**Sua tarefa**
Explique por que o texto sobre tecnodependência usa “mundos” no plural no trecho “a forma como as pessoas lidam com os mundos”.

:: Texto do exercício

Tecnodependência nos dias atuais
- saudepsicofisica

 - 13 de set. de 2021
 - 3 min de leitura
 
Muito do que gostamos de fazer - comer, comprar, beber, jogar, sexo - contém um potencial para nos tornar dependentes. E a obviedade disso repousa no fato de que buscamos o nirvana perpétuo, o prazer inefável, inesgotável, imediato e sem sobressaltos que nos manterá pairando sobre a mundana mortalidade. Há, entretanto, uma impossibilidade prática que impede a esmagadora maioria das pessoas de alcançar essa epifania no mundo real. Em seu auxílio vem a internet, esse Olimpo virtual onde os quereres são acessíveis, as fantasias são realizáveis, os vícios satisfeitos, tudo servido na bandeja de prata da imortalidade, já que o login e senha funcionam como elementos ressuscitadores. A todo tempo, o tempo todo.
É um truísmo afirmar que a TI reconfigurou a forma como as pessoas lidam com os mundos, assim mesmo, no plural, já que essa revolução impulsionou o homem para outras esferas de “realidade”, turvando, inclusive, o próprio senso de realidade. Basta saber que o termo “realidade virtual” guarda o desejo de que o imagético seja mais do que mera imagem. Não é à toa, portanto, que a imersão em jogos, compras e sexo pela internet, sequestre por inteiro a agenda de vida do internauta, substituindo a vida pelo “desejo de vida”. Inundado por uma profusão de estímulos mal captados pelo cérebro, o indivíduo é soterrado por dados e fatos, fazendo-o quase perder a capacidade de interagir com algo que seja de carne e osso.

::::
:: Os dados

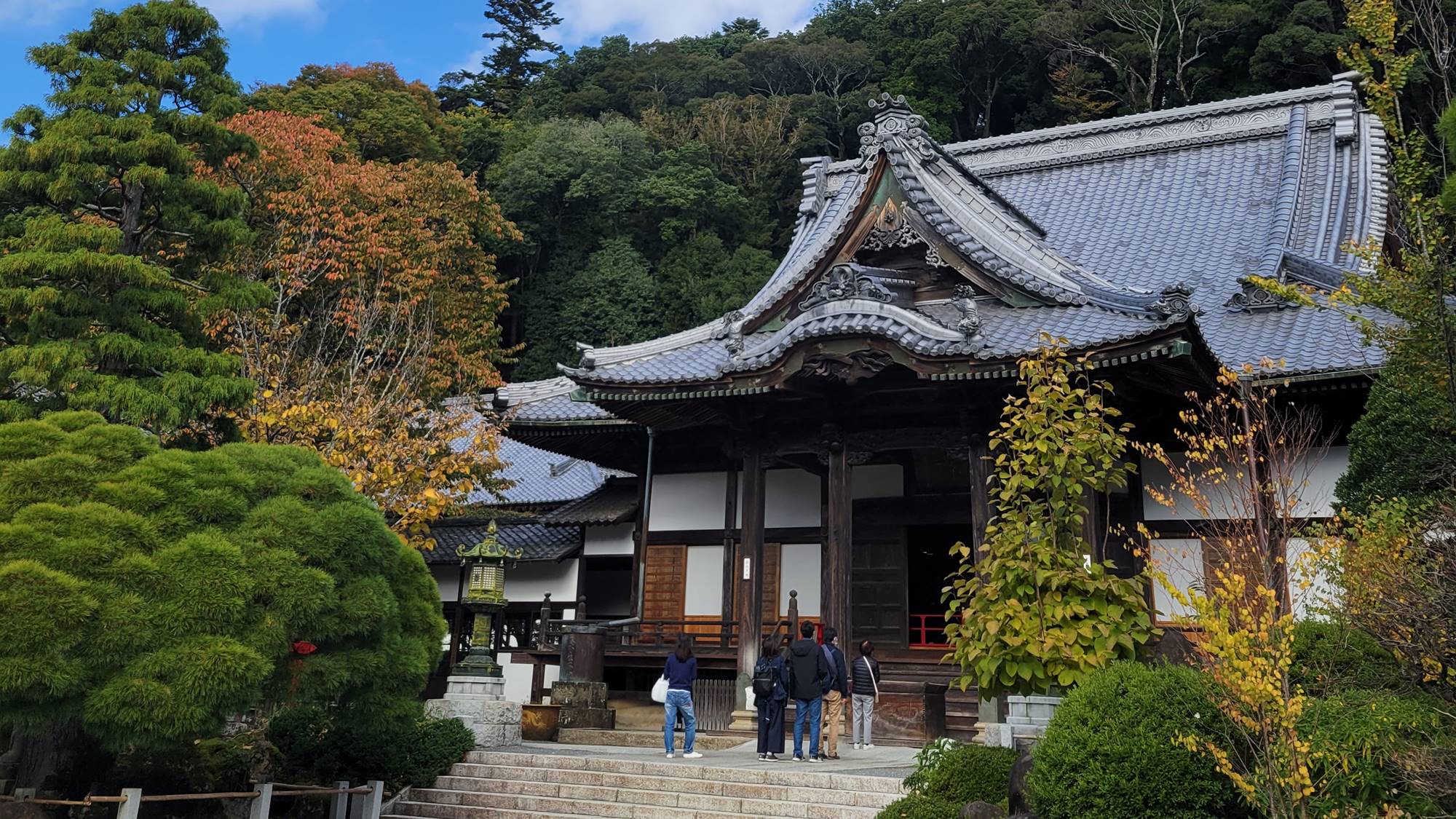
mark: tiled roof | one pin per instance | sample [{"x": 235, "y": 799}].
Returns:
[
  {"x": 614, "y": 503},
  {"x": 541, "y": 477},
  {"x": 1099, "y": 221},
  {"x": 537, "y": 541}
]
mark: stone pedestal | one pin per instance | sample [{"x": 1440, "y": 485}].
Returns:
[
  {"x": 583, "y": 705},
  {"x": 480, "y": 703},
  {"x": 1026, "y": 721}
]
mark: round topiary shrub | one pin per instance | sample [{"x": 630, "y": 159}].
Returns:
[
  {"x": 966, "y": 772},
  {"x": 1110, "y": 751},
  {"x": 919, "y": 806}
]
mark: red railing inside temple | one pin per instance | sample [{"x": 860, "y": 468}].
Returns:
[{"x": 928, "y": 631}]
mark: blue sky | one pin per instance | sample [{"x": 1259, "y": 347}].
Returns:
[{"x": 270, "y": 40}]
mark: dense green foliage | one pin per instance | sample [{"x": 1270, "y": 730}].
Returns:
[
  {"x": 1330, "y": 657},
  {"x": 1375, "y": 748},
  {"x": 966, "y": 772},
  {"x": 921, "y": 806},
  {"x": 106, "y": 222},
  {"x": 1036, "y": 611},
  {"x": 318, "y": 745},
  {"x": 1110, "y": 751},
  {"x": 151, "y": 593}
]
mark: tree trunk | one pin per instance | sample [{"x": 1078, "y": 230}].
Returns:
[{"x": 132, "y": 197}]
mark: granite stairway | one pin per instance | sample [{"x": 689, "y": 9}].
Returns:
[{"x": 493, "y": 784}]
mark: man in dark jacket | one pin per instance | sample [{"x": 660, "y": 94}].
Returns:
[
  {"x": 838, "y": 694},
  {"x": 809, "y": 672}
]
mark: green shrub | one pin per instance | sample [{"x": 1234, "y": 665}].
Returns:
[
  {"x": 966, "y": 772},
  {"x": 1332, "y": 657},
  {"x": 918, "y": 806},
  {"x": 1358, "y": 740},
  {"x": 321, "y": 745},
  {"x": 1110, "y": 751}
]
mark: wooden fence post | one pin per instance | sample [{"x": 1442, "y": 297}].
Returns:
[
  {"x": 541, "y": 636},
  {"x": 132, "y": 806},
  {"x": 375, "y": 799},
  {"x": 263, "y": 802},
  {"x": 340, "y": 802}
]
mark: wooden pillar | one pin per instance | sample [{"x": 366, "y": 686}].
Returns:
[
  {"x": 981, "y": 465},
  {"x": 751, "y": 625},
  {"x": 730, "y": 604},
  {"x": 838, "y": 537}
]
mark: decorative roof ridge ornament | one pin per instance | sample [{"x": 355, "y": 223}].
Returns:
[
  {"x": 732, "y": 334},
  {"x": 845, "y": 282},
  {"x": 1176, "y": 302},
  {"x": 893, "y": 120},
  {"x": 1254, "y": 299},
  {"x": 963, "y": 299}
]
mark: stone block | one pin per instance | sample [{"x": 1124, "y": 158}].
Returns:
[
  {"x": 601, "y": 719},
  {"x": 579, "y": 694}
]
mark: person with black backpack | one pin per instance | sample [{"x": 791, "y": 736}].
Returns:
[{"x": 771, "y": 692}]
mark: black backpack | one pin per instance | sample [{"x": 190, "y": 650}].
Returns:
[{"x": 764, "y": 679}]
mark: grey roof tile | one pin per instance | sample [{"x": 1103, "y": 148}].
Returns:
[
  {"x": 535, "y": 539},
  {"x": 614, "y": 503}
]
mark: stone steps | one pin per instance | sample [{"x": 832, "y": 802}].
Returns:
[{"x": 515, "y": 786}]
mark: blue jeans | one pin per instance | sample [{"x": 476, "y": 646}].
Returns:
[
  {"x": 679, "y": 700},
  {"x": 806, "y": 710}
]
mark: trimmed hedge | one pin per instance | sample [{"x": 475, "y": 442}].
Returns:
[
  {"x": 968, "y": 772},
  {"x": 1110, "y": 751},
  {"x": 919, "y": 806}
]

::::

**Solução**
Segundo o texto, a revolução da TI impulsionou o homem para outras esferas de “realidade”. Com isso, turvou inclusive o próprio senso de realidade.